Your assignment:
Reproduce the complete set of records, exactly as they appear.

Data for review:
"""

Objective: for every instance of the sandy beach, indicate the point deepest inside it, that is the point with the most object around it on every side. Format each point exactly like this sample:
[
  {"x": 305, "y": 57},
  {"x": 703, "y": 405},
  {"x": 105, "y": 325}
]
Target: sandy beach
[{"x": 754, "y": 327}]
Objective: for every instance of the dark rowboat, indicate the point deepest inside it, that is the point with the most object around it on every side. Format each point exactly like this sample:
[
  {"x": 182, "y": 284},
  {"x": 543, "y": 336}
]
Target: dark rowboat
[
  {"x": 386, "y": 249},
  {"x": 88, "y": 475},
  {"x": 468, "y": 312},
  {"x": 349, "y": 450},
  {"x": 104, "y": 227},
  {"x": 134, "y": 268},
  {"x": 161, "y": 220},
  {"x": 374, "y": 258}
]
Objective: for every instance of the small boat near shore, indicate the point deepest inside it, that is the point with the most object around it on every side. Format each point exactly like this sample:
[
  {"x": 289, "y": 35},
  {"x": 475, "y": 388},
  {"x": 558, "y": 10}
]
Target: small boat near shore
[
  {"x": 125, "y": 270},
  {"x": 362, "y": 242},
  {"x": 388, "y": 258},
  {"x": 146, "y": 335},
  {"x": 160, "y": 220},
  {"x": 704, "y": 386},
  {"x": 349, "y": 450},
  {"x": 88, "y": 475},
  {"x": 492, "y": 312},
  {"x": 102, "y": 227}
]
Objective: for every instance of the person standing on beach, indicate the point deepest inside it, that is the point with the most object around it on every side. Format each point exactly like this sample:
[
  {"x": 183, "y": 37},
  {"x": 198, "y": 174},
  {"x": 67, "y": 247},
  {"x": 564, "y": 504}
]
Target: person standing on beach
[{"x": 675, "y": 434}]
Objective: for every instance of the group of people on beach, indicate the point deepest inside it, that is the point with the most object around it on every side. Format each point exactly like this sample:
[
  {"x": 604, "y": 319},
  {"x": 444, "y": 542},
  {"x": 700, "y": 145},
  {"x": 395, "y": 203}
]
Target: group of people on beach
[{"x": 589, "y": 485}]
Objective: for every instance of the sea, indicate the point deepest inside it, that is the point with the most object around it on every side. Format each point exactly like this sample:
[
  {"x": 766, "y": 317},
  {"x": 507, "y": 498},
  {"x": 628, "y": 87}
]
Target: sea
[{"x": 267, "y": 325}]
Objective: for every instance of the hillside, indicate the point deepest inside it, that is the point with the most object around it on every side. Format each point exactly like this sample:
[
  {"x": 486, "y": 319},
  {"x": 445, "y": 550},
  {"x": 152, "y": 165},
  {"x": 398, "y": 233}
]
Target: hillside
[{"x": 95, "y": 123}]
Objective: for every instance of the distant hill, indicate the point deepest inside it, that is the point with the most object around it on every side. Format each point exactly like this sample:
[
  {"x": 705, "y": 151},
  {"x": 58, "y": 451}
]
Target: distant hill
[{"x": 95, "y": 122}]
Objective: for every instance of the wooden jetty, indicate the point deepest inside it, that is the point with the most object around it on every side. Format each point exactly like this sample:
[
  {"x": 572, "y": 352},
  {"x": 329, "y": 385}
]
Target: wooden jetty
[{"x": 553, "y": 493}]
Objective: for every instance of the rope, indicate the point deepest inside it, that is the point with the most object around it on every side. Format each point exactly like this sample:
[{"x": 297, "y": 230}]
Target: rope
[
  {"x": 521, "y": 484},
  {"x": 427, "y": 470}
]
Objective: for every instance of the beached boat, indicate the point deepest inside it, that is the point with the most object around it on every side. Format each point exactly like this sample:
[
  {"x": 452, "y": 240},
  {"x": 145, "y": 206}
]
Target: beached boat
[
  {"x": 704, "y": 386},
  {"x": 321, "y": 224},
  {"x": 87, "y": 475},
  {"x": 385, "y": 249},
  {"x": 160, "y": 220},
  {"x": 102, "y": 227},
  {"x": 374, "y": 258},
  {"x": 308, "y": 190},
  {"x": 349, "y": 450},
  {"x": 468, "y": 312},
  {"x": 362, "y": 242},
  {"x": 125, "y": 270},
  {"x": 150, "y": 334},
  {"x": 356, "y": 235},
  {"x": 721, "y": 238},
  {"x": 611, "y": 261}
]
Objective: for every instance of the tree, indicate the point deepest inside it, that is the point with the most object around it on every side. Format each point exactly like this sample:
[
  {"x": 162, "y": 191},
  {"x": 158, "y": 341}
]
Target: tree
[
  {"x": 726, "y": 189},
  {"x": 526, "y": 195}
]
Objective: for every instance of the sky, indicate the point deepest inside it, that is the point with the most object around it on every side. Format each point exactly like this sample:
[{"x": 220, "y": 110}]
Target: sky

"""

Answer below:
Objective: for every instance of the sandy beach, indicate the point deepest inside it, that is the point with the most object around it on every side. Format each point exactly like this sample:
[
  {"x": 305, "y": 57},
  {"x": 703, "y": 405},
  {"x": 105, "y": 325}
]
Target: sandy beach
[{"x": 754, "y": 327}]
Objective: for every instance of the dark rowboat, indicate the point deepest inside it, that is the point with the most object around it on every side. Format each point exactly like this sample:
[
  {"x": 182, "y": 284},
  {"x": 543, "y": 336}
]
Target: dark rowboat
[
  {"x": 386, "y": 249},
  {"x": 88, "y": 475},
  {"x": 468, "y": 312},
  {"x": 349, "y": 450},
  {"x": 104, "y": 227},
  {"x": 134, "y": 268},
  {"x": 161, "y": 220},
  {"x": 374, "y": 258}
]
Objective: for every instance of the small boat near shore, indicate the point deepest inside it, that is the point with the most object around it on every side. Format each point exactly like this sample:
[
  {"x": 289, "y": 35},
  {"x": 475, "y": 388},
  {"x": 558, "y": 10}
]
Target: small boat near shore
[
  {"x": 125, "y": 270},
  {"x": 362, "y": 242},
  {"x": 388, "y": 258},
  {"x": 146, "y": 335},
  {"x": 160, "y": 220},
  {"x": 704, "y": 386},
  {"x": 349, "y": 450},
  {"x": 88, "y": 475},
  {"x": 492, "y": 312},
  {"x": 102, "y": 227}
]
Objective: for every instance of the person standing on beach, indicate the point deepest inside it, that is the point with the most object around it on every side. Format each point exactly like this sample:
[
  {"x": 183, "y": 37},
  {"x": 198, "y": 174},
  {"x": 67, "y": 247},
  {"x": 564, "y": 504}
]
Target: person standing on beach
[{"x": 675, "y": 434}]
Objective: for every instance of the group of people on beach, indicate the point deepest inside it, that is the point with the most object around it on every side. Format each point exactly like this sample:
[
  {"x": 604, "y": 319},
  {"x": 444, "y": 542},
  {"x": 700, "y": 145},
  {"x": 395, "y": 203}
]
Target: group of people on beach
[{"x": 589, "y": 485}]
Objective: for every instance of the sea, indicate the point deepest inside it, that is the point with the most object around it on every side. Format each point exactly like this sample:
[
  {"x": 766, "y": 317},
  {"x": 507, "y": 498},
  {"x": 628, "y": 87}
]
Target: sea
[{"x": 267, "y": 325}]
Objective: for every instance of the hillside, indicate the point deepest inside it, that is the point with the most object around it on every side. Format each point exactly like this sample:
[
  {"x": 486, "y": 319},
  {"x": 445, "y": 550},
  {"x": 152, "y": 165},
  {"x": 398, "y": 233}
]
Target: hillside
[{"x": 95, "y": 123}]
Objective: for every instance of the distant hill, indicate the point deepest inside it, that is the point with the most object around it on every side. Format each point exactly like this sample:
[
  {"x": 705, "y": 151},
  {"x": 58, "y": 451}
]
Target: distant hill
[{"x": 95, "y": 122}]
Objective: for every instance of the wooden jetty, indicate the point deepest inside it, that is the point with the most object around it on every side. Format each point exactly like this sample:
[
  {"x": 572, "y": 352},
  {"x": 329, "y": 385}
]
Target: wooden jetty
[{"x": 553, "y": 493}]
Objective: for every instance of the rope, indicate the point deepest inside it, that is the point with the most object around it on every side. Format each point exactly like this sample:
[{"x": 297, "y": 230}]
Target: rope
[
  {"x": 521, "y": 484},
  {"x": 427, "y": 470}
]
Objective: for every instance of the beached boat, indicate the point deepest inside it, that is the point with the most object around it on every side. Format each point exactly like this sample:
[
  {"x": 452, "y": 240},
  {"x": 145, "y": 206}
]
Target: beached boat
[
  {"x": 704, "y": 386},
  {"x": 321, "y": 224},
  {"x": 87, "y": 475},
  {"x": 385, "y": 249},
  {"x": 160, "y": 220},
  {"x": 102, "y": 227},
  {"x": 374, "y": 258},
  {"x": 308, "y": 190},
  {"x": 349, "y": 450},
  {"x": 468, "y": 312},
  {"x": 362, "y": 242},
  {"x": 125, "y": 270},
  {"x": 150, "y": 334},
  {"x": 356, "y": 235},
  {"x": 721, "y": 238},
  {"x": 611, "y": 261}
]
Objective: for every instance of the tree, indicate the point deepest inside it, that is the point with the most object around it on every side. Format each point exactly like this sample:
[
  {"x": 162, "y": 191},
  {"x": 158, "y": 341}
]
Target: tree
[
  {"x": 726, "y": 189},
  {"x": 526, "y": 195}
]
Objective: for every instance of the sky, indicate the point deepest inside it, that is the point with the most object around it on every side. Format each point exactly like this sample:
[{"x": 220, "y": 110}]
Target: sky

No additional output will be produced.